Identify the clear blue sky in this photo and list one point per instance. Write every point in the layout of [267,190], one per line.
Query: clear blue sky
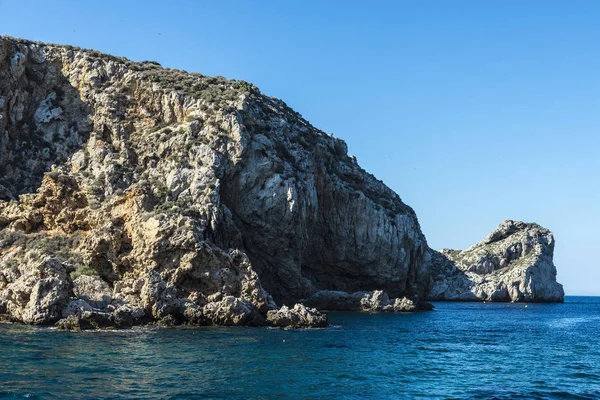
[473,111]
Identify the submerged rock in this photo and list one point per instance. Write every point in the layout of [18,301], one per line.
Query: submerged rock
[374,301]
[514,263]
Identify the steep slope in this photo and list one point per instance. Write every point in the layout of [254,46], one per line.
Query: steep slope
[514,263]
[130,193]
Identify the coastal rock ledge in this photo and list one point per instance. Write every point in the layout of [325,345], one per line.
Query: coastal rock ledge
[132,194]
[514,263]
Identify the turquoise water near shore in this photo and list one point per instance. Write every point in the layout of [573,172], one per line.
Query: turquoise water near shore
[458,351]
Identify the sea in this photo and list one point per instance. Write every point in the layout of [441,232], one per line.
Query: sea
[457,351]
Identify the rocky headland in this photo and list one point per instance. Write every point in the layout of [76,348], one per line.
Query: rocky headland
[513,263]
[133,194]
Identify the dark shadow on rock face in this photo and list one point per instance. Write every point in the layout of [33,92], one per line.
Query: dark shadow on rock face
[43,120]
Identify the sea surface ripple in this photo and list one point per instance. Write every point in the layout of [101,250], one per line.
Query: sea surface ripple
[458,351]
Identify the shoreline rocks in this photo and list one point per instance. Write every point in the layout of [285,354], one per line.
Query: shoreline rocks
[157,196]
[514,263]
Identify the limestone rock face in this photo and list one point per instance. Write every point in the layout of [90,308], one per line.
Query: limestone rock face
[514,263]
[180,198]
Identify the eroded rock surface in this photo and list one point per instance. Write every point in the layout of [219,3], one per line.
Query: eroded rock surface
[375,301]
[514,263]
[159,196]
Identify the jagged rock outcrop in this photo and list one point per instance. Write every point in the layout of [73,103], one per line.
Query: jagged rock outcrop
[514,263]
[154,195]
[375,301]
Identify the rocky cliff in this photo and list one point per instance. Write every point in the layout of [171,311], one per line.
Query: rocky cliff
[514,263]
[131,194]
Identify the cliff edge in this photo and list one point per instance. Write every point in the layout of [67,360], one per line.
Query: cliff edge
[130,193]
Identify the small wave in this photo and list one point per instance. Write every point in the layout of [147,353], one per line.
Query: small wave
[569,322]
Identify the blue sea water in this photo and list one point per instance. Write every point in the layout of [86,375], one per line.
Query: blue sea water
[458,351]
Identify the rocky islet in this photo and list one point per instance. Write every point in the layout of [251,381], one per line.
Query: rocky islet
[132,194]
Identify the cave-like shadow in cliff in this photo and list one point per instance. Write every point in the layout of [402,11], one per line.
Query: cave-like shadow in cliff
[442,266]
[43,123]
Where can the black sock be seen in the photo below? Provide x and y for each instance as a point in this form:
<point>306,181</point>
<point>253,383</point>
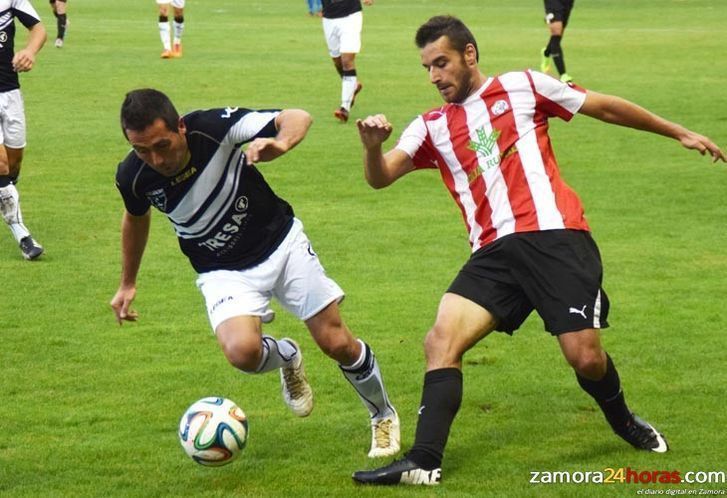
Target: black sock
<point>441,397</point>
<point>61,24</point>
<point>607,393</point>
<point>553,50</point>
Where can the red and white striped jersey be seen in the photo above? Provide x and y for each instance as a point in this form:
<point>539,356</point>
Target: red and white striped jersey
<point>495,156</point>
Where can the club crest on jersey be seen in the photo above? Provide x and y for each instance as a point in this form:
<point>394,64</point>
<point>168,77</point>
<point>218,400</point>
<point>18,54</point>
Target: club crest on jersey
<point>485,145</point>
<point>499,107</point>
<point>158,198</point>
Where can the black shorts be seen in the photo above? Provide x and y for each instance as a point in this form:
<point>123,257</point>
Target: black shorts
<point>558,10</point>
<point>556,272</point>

·····

_The problem_. Rewrite every line of the records above as a numbered list, omitting blank lines and leaving the pictures out.

_Exercise solution_.
1. Identify the clear blue sky in this photo and list one point per instance. Write every point in the layout of [267,190], one per line.
2. Query: clear blue sky
3. [473,111]
4. Identify the submerged rock in this photo and list one point per instance. Write every point in the layout of [18,301], one per line.
5. Query: submerged rock
6. [374,301]
7. [514,263]
8. Identify the steep slope in this photo and list one point per instance. Write every point in the layout of [254,46], one per line.
9. Query: steep slope
10. [514,263]
11. [130,193]
12. Identify the coastal rock ledge in this photo and list one point per instance. Write every point in the layout of [325,345], one per line.
13. Query: coastal rock ledge
14. [132,194]
15. [514,263]
16. Identify the turquoise water near shore in this photo and list one point per instance. Write every point in the layout of [573,172], one per line.
17. Query: turquoise water near shore
18. [458,351]
19. Identify the sea in this photo and list one point per instance. Write every point in the layout of [441,232], one per line.
20. Query: sea
21. [457,351]
22. Identify the rocky headland in this photo and list one point per instance. Write every point in the layout of [76,348], one per line.
23. Query: rocky headland
24. [513,263]
25. [133,194]
26. Identify the dark shadow on rock face in this photo and list one point per instance. Write every point in the layout of [33,92], one per line.
27. Query: dark shadow on rock face
28. [43,120]
29. Identify the sea surface ripple in this photo and list one point per instance. Write every point in the layout of [101,250], one per line.
30. Query: sea surface ripple
31. [458,351]
32. Identify the shoreline rocks in this photo and list one point per instance. Write every point in the layout of [285,354], one per line.
33. Query: shoreline rocks
34. [157,196]
35. [514,263]
36. Identify the limestone rock face in this photo and list one point per instance. Write every point in the layout of [90,308], one per line.
37. Query: limestone rock face
38. [514,263]
39. [180,198]
40. Identify the eroded rock surface in this photo and list one point per instance. Write every point in the layout of [219,3], one per line.
41. Query: eroded rock surface
42. [375,301]
43. [514,263]
44. [159,196]
45. Identify the jagged rock outcrop in this photo and list one point per instance. Write every point in the layout of [73,103], one per line.
46. Query: jagged rock outcrop
47. [514,263]
48. [154,195]
49. [375,301]
50. Identify the rocky cliff in this photo and list one point per instance. Write every point in the layout of [171,311], one per line.
51. Query: rocky cliff
52. [514,263]
53. [131,194]
54. Identify the cliff edge in this photo and list one point per instance. Write every point in the layout of [67,360], one per line.
55. Query: cliff edge
56. [130,193]
57. Identify the small wave in this photo and list one point per instance. Write every point in the layout of [147,353], one per line.
58. Query: small wave
59. [569,322]
60. Identify the blue sea water in this photo and list one point per instance. Write every point in the layout of [86,375], one per line.
61. Query: blue sea water
62. [458,351]
63. Identify the rocky islet in this photo and list one point per instance. Write every point in the layout of [251,381], one per line.
64. Query: rocky islet
65. [132,194]
66. Identify the cave-like shadow in cliff in this photo and list one point per instance. Write every point in the layout of [402,11], one per line.
67. Query: cave-like shadow in cliff
68. [442,266]
69. [43,123]
70. Where can the black sock be seen in the photo below? Provide x and y for each instance as a point in this form:
71. <point>306,181</point>
72. <point>253,383</point>
73. Target: black sock
74. <point>441,397</point>
75. <point>61,24</point>
76. <point>607,393</point>
77. <point>553,50</point>
78. Where can the red and white striped jersey be seen in the photo above? Provide x and y for each instance as a point in this form:
79. <point>539,356</point>
80. Target: red and white striped jersey
81. <point>495,156</point>
82. Where can the club crest on jersey be seen in the photo above? Provide x and y for each instance as a point in this form:
83. <point>394,64</point>
84. <point>168,77</point>
85. <point>218,400</point>
86. <point>18,54</point>
87. Target: club crest on jersey
88. <point>485,145</point>
89. <point>499,107</point>
90. <point>158,198</point>
91. Where can the black shorts be seen in the photo above? Provide x and y for each instance as a point in this form:
92. <point>123,257</point>
93. Target: black shorts
94. <point>558,10</point>
95. <point>556,272</point>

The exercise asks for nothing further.